◆ Problems to work on
A: In the omp.distribute post, why does the writer think the concern about transformations interfering with the representation is not very different from using a canonical loop with CLIs? Answer in one to three sentences.
B: Copy the part of the omp.distribute post that begins at the words "To summarize the" and stops after "added later on.", swapping "CLIs" for "loop handles" wherever it appears.

◆ Selection
[Mlir-commits] [mlir] [OpenMP][MLIR] Add omp.distribute op to the OMP dialect (PR #67720)

Fri Sep 29 10:26:07 PDT 2023

jsjodin wrote:

> Could you share your plan before we proceed? The proposal of this patch of a distribute operation that (possibly) nests a loop seems to be different from both the existing worksharing-loop design (that includes the loop) and the canonical-loop proposal under design where the distribute will accept a CLI value that represents a loop.

The plan is to have some representation of 'distribute' that does not rely on meta-values (CLI) for now, since there are still a lot of unanswered questions. The version of the omp.distribute op in this patch basically works as a wrapper op that modified how the contained loop(s) execute. It does rely on there being a contained loop or (several if we want to consider collapse).

To summarize the thoughts from below. Separating meta-ops (unroll, tile etc) that affect code generation from operations that execute and affect the semantics of the program seems to make sense. One possible way to separate them would  be for executable operations to use regions and nesting, and compile-time (meta) ops to use CLIs. In this case omp.distribute should use nesting. If it needs to produce a compile-time CLI value it could be added later on.

The concern about transformations interfering with the representation this is not very different from having a canonical loop with CLIs, since both solutions rely on transformations not knowing the semantics of the ops, which should prevent the code from being modified until lowering is done by the OpenMPIRBuilder. If there happen to be issues we can fall back on using the IsolatedFromAbove trait.

There are other aspects to the omp.canonical_loop where in my mind the operation somewhat problematic since it combines meta-values via yield and at the same time is a regular executable op. Maybe this is there because of SSA? There is also the discussion/issue about omp.structured_region and how to handle CLIs in presence of control flow, where it seems that a static view of the program seems to make sense, meaning all canonical loops should be propagated up to any containing canonical loop. Also, the restriction about not allowing operations being inserted between omp loop transformation ops is something that would be hard to enforce unless a container op was introduced that could enclose a sequence of meta-ops. I think something like this was proposed on discourse at some point. It would be cleaner imo if a omp.canonical_loop would create single CLI "handle" and to use container meta-ops to combine these values. As a side note, yield ops seem to generally be used to yield the induction variable to the next iteration in other loop constructs, so we might want to use a different op than omp.yield to propagate values..

https://github.com/llvm/llvm-project/pull/67720

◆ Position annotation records
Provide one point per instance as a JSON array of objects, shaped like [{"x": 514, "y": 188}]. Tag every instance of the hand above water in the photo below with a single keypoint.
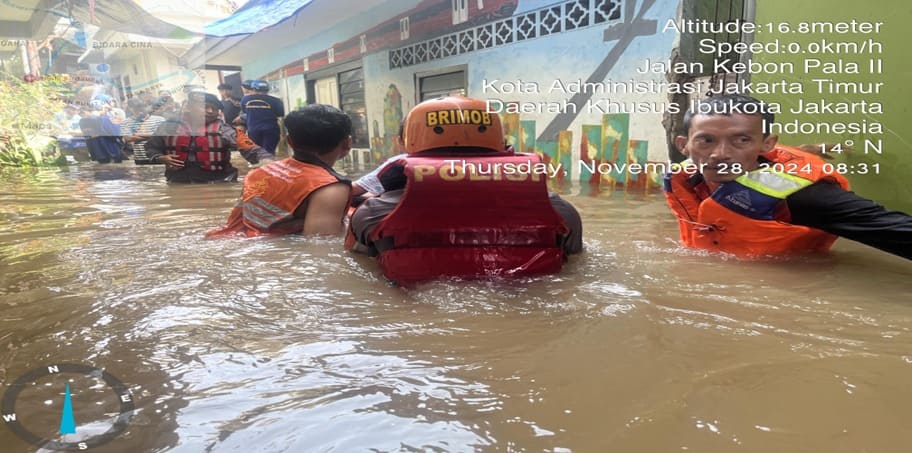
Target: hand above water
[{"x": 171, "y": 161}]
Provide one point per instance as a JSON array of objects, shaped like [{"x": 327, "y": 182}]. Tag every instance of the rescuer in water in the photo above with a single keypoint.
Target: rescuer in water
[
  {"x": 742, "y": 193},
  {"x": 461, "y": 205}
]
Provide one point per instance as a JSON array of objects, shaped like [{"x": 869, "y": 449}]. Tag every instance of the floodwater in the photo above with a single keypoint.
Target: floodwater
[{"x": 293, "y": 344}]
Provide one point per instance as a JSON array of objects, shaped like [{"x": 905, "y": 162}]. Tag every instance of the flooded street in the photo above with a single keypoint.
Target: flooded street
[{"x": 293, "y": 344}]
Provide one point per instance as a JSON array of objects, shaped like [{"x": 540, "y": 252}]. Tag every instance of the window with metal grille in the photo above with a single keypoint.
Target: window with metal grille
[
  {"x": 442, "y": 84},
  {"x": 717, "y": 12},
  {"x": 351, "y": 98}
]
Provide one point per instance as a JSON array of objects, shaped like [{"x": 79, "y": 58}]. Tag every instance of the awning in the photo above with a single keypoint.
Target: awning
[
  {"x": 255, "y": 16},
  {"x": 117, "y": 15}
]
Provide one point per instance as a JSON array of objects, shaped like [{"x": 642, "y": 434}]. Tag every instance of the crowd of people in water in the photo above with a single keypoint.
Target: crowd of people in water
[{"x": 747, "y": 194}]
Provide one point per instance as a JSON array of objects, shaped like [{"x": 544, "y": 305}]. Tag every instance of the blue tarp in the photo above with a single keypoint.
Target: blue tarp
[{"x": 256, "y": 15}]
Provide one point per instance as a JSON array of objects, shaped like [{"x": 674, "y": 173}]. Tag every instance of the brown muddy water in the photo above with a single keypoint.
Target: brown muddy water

◆ The answers
A: Both approaches depend on transformations not knowing the semantics of the ops. That should keep the code from being changed until the OpenMPIRBuilder does the lowering. If problems do come up, the IsolatedFromAbove trait can serve as a fallback.

B:
To summarize the thoughts from below. Separating meta-ops (unroll, tile etc) that affect code generation from operations that execute and affect the semantics of the program seems to make sense. One possible way to separate them would  be for executable operations to use regions and nesting, and compile-time (meta) ops to use loop handles. In this case omp.distribute should use nesting. If it needs to produce a compile-time CLI value it could be added later on.